**TEXT SECTION:**
In reflecting on where we are today in the development of our Financial Center, it occurred to me that we are not actually newcomers to the business of providing international financial services, as we sometimes feel. In fact neither has the basic vision for Anguilla as a Financial Center changed significantly over the years.

As I looked back at the process which has led to the establishment of this Financial Services Commssion, I realize that we have indeed come a long way. And in the course of that reflection I took the time to peruse a document which to my mind represents the first real attempt by a Government of Anguilla to examine the potential of Anguilla as a Financial Center and begin to take positive steps to address it. That process was started by a letter from the Honourable James Ronald Webster, then Chief Minister of Anguilla, to the Registrar of Companies at the time the now Justice I. Don Mitchell on July 21st, 1980.

The letter confirmed the appointment of Justice Mitchell, the late Dr. William V. Herbert and Mr. Robert L. Sanders to a committee to reorganize the legal requirements for Offshore Companies. It was dubbed "The Committee for Anguilla as a Financial Center" and included in its terms of reference was what I believe was tanatamount to a mission statement and I quote: "To study existing tax haven legislation and to investigate which needs of the international financial community may best be served by a new tax haven and to report to the Executive Council within eight weeks with suggestions for making Anguilla’s tax haven status the most advantageous and best publicized in the world."

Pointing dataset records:
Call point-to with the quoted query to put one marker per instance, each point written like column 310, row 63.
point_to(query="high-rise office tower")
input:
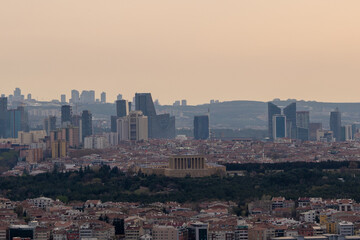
column 86, row 124
column 201, row 127
column 66, row 114
column 3, row 117
column 335, row 124
column 272, row 110
column 91, row 96
column 313, row 128
column 160, row 126
column 17, row 93
column 144, row 103
column 103, row 97
column 63, row 98
column 122, row 108
column 49, row 124
column 113, row 123
column 18, row 121
column 279, row 126
column 133, row 127
column 346, row 133
column 75, row 120
column 290, row 113
column 75, row 96
column 302, row 122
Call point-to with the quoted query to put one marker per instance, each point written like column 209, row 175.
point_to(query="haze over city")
column 202, row 50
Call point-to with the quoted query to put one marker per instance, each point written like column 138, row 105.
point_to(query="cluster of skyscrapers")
column 132, row 125
column 12, row 120
column 292, row 124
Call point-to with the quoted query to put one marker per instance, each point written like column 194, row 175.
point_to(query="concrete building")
column 345, row 228
column 335, row 124
column 279, row 126
column 160, row 126
column 34, row 155
column 122, row 108
column 201, row 127
column 133, row 127
column 86, row 124
column 302, row 125
column 103, row 97
column 58, row 149
column 167, row 233
column 96, row 142
column 66, row 114
column 198, row 231
column 49, row 124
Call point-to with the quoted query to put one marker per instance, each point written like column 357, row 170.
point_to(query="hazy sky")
column 183, row 49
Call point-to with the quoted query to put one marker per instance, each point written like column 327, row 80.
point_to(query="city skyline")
column 256, row 50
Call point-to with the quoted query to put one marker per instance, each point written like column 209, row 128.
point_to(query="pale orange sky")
column 183, row 49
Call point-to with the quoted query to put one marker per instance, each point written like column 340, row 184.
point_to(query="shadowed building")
column 335, row 124
column 302, row 122
column 279, row 126
column 122, row 108
column 272, row 110
column 86, row 124
column 66, row 114
column 201, row 127
column 290, row 113
column 49, row 124
column 161, row 126
column 3, row 117
column 133, row 127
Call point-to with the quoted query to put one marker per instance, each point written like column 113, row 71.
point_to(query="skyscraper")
column 160, row 126
column 201, row 127
column 3, row 117
column 303, row 122
column 66, row 114
column 144, row 103
column 63, row 98
column 75, row 96
column 86, row 124
column 18, row 121
column 290, row 113
column 113, row 123
column 50, row 124
column 103, row 97
column 122, row 108
column 272, row 110
column 279, row 126
column 132, row 127
column 335, row 124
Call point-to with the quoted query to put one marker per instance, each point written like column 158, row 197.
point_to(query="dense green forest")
column 112, row 185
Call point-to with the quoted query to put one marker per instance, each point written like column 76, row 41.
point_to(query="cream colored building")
column 133, row 127
column 165, row 233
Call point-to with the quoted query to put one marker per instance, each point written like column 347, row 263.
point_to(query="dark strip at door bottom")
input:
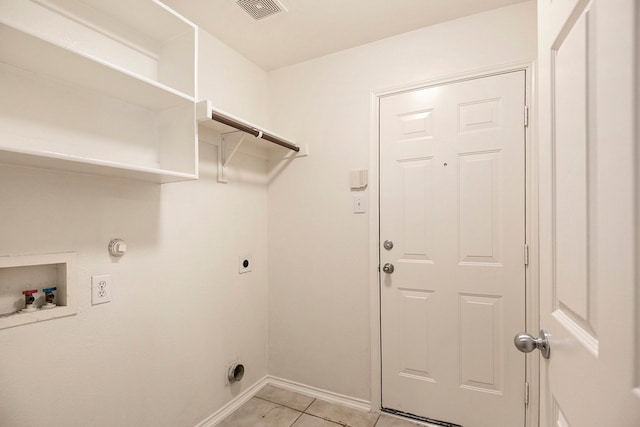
column 419, row 418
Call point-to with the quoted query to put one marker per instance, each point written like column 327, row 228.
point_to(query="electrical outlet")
column 100, row 289
column 245, row 264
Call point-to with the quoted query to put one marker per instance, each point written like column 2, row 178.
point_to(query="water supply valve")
column 49, row 297
column 29, row 301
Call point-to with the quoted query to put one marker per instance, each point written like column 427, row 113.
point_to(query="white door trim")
column 531, row 278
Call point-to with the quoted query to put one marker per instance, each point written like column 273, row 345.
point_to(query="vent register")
column 260, row 9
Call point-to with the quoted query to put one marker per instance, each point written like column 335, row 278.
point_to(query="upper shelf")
column 76, row 43
column 224, row 122
column 99, row 87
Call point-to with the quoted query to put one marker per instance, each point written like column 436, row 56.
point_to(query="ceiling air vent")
column 259, row 9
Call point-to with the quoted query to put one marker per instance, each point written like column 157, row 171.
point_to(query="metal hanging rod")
column 253, row 131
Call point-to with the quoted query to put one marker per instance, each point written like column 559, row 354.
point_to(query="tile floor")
column 277, row 407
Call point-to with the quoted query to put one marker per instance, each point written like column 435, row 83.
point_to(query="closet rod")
column 253, row 131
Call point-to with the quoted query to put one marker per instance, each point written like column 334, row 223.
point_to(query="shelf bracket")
column 223, row 158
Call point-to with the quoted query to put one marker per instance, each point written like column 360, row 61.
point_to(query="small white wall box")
column 358, row 179
column 28, row 272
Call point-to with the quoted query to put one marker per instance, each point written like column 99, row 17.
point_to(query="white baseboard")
column 241, row 399
column 329, row 396
column 234, row 404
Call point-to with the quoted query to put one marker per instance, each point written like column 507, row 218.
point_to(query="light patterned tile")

**GIVEN PROBLEM A:** In the passage on Anguilla as a financial center, swap "Financial Center" for "Financial Hub" and write out the part from "In reflecting on" up to and including "over the years.".
**GIVEN PROBLEM B:** Please print the records word for word from the line with "113, row 71." up to and including the line with "column 260, row 9", leaving the pictures out.

**FULL SOLUTION A:**
In reflecting on where we are today in the development of our Financial Hub, it occurred to me that we are not actually newcomers to the business of providing international financial services, as we sometimes feel. In fact neither has the basic vision for Anguilla as a Financial Hub changed significantly over the years.

**FULL SOLUTION B:**
Call point-to with the quoted query to put one marker per instance, each point written like column 113, row 71.
point_to(query="skyscraper")
column 160, row 126
column 201, row 127
column 3, row 117
column 303, row 122
column 66, row 114
column 144, row 103
column 63, row 98
column 75, row 96
column 86, row 124
column 18, row 121
column 290, row 113
column 113, row 123
column 50, row 124
column 103, row 97
column 122, row 108
column 272, row 110
column 279, row 126
column 132, row 127
column 335, row 124
Call point-to with the quoted query to put one marker per instance, each point written like column 158, row 197.
point_to(query="dense green forest")
column 112, row 185
Call point-to with the quoted query to put one marker per instance, each point written like column 76, row 41.
point_to(query="cream colored building")
column 133, row 127
column 165, row 233
Call point-to with the quoted query to put one marker per instance, each point written like column 347, row 263.
point_to(query="dark strip at door bottom")
input:
column 419, row 418
Call point-to with the quoted query to put one marker per instance, each point written like column 327, row 228.
point_to(query="electrical outlet")
column 100, row 289
column 245, row 264
Call point-to with the quoted query to put one marker per instance, each point written like column 2, row 178.
point_to(query="water supply valve")
column 49, row 297
column 29, row 301
Call point-to with the quoted query to put one marker per instance, each point written like column 427, row 113.
point_to(query="white door trim")
column 531, row 278
Call point-to with the quoted query to put one marker per instance, each point written like column 273, row 345.
point_to(query="vent register")
column 260, row 9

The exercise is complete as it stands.